The request
Print the data below verbatim, reproducing every line without any alteration.

Records for this exercise
▼
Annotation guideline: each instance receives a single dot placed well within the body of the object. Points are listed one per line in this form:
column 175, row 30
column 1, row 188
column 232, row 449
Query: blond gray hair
▲
Reply
Annotation guideline: each instance receives a single dot placed well within the body of the object. Points are listed one per line in this form:
column 175, row 30
column 1, row 188
column 232, row 449
Query: blond gray hair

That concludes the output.